_Article_:
— start —
Processor designs are predicted to continue the many-core trend, often with heterogeneous computational components. While the raw compute power may increase roughly linearly with the core count, unfortunately, realizing the available computational power at the application level remains a challenge. The gap between CPU and memory speeds continues to widen, resulting in the memory system often being unable to feed the computational demands. Parallel application developers and users alike must be aware of the details of the underlying hardware and runtime details in order to extract the most benefit from the system, compromising performance portability. Programmers are also increasingly exploiting concurrency via the use of pre-parallelized libraries, resulting in poor composability. The proposed research aims to address these issues by improving the ease of use, scalability, and energy efficiency of multicore and multiprocessor systems, with impact on environments ranging from smart phone to servers.
— end —
_Required task A_:
Return the lines of the records starting at the line containing "Practice. Put a pin on the silver" and ending at the end of the records, copied exactly.
The text above and the records after it are unrelated material.

_Given data_:
— start —
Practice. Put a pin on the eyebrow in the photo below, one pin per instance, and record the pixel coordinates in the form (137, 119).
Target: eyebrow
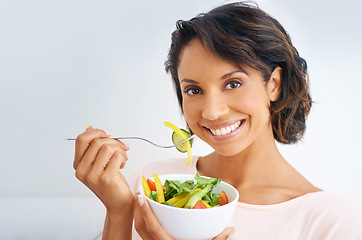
(221, 78)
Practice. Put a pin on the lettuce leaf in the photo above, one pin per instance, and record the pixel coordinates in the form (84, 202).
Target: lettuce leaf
(175, 187)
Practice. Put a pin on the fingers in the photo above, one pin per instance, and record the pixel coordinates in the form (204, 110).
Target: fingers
(102, 155)
(151, 226)
(139, 222)
(84, 140)
(91, 137)
(225, 234)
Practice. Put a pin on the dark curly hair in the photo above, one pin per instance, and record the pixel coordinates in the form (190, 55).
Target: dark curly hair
(245, 35)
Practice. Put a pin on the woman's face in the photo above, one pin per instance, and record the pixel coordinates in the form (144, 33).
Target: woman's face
(224, 106)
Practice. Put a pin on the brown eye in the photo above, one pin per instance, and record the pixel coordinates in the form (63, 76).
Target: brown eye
(192, 91)
(233, 84)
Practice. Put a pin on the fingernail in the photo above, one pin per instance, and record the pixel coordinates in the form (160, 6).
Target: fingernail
(126, 145)
(232, 233)
(141, 201)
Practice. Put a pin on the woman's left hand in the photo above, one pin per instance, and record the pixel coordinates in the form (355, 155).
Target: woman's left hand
(149, 228)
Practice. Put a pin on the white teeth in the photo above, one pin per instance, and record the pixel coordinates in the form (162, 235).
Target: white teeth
(223, 131)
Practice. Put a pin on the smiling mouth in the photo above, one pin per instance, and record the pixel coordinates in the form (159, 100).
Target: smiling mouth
(226, 130)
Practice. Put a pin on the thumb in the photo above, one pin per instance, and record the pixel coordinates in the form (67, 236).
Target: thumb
(225, 234)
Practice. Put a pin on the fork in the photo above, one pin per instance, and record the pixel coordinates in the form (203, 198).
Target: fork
(144, 139)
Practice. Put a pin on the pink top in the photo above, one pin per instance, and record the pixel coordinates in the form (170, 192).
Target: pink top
(313, 216)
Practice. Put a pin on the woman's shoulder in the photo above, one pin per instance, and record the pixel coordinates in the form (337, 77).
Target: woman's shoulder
(325, 200)
(340, 215)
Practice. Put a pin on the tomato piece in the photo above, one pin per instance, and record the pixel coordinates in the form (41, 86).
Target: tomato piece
(223, 198)
(199, 205)
(152, 184)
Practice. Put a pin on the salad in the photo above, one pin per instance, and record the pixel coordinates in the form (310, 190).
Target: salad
(188, 194)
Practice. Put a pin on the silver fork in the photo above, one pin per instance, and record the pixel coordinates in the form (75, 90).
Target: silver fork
— end —
_Required task B_:
Answer these from the passage on processor design:
(i) What is happening to the gap between CPU and memory speeds?
(ii) What are programmers increasingly using to exploit concurrency?
(iii) What range of environments is the proposed research expected to affect?

_Final answer A_:
Practice. Put a pin on the silver fork in the photo above, one pin per instance, and record the pixel coordinates in the form (75, 90).
Target: silver fork

_Final answer B_:
(i) It continues to widen.
(ii) Pre-parallelized libraries.
(iii) Environments ranging from smart phones to servers.